- **Tasks to perform**
a – Do the following statements agree with the post about matching encyclopedia titles to Wikipedia? Answer yes or no for each and quote the deciding words. (i) One heuristic deleted middle names. (ii) The writer has already spotted an error caused by the name-order heuristic. (iii) 25101 titles from encyclopedia.com were matched with Wikipedia articles.
b – In the post about matching encyclopedia titles to Wikipedia, how many article titles from encyclopedia.com were matched with Wikipedia articles?
c – Reproduce the passage of the post about matching encyclopedia titles that begins at the words "- middle names" and ends with "the same thing.".

- **Page**
Jimmy Wales wrote:
To compare Wikipedia to Columbia Encyclopedia...
http://www.encyclopedia.com/
has the full text of Columbia.
There are pages for alphabetic browsing.
http://www.encyclopedia.com/browse/browse-Aa.asp
From these pages, it should be possible to get a list of all their
article titles.
These could be matched up against Wikipedia article titles.
Well, matching them up doesn't prove very easy. For example, what they
call "Abdül Aziz" is on Wikipedia called "Abd-ul-Aziz".
I have used the following heuristics to match up articles:
- redirects (obviously)
- names in the other order ("Thomas Jefferson" rather than
"Jefferson, Thomas")
- middle names deleted
The latter two are already somewhat error-prone (though I haven't
spotted such an error yet).
With just these, I was able to match up 24003 article titles from
encyclopedia.com with articles on Wikipedia. 25101 other article titles
did not yield Wikipedia equivalents (although many of them have one;
e.g. Aziz as mentioned above). A number of other titles (silly me forgot
to output their number) led to the same Wikipedia article; for example,
"Aachen" and "Aix-la-Chapelle" were listed seperately on theirs, but
of
course they're the same thing.

- **Information shown**
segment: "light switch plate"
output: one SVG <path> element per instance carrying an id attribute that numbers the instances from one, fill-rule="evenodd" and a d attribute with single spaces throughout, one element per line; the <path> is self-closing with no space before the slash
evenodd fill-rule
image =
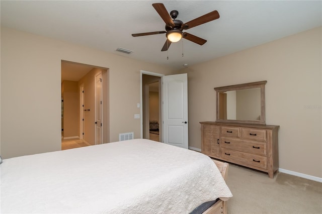
<path id="1" fill-rule="evenodd" d="M 134 119 L 140 119 L 140 114 L 136 114 L 134 115 Z"/>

- **Solution set**
a –
(i) Yes: "middle names deleted"
(ii) No: "though I haven't spotted such an error yet"
(iii) No: "25101 other article titles did not yield Wikipedia equivalents"

b – 24003

c –
- middle names deleted
The latter two are already somewhat error-prone (though I haven't
spotted such an error yet).
With just these, I was able to match up 24003 article titles from
encyclopedia.com with articles on Wikipedia. 25101 other article titles
did not yield Wikipedia equivalents (although many of them have one;
e.g. Aziz as mentioned above). A number of other titles (silly me forgot
to output their number) led to the same Wikipedia article; for example,
"Aachen" and "Aix-la-Chapelle" were listed seperately on theirs, but
of
course they're the same thing.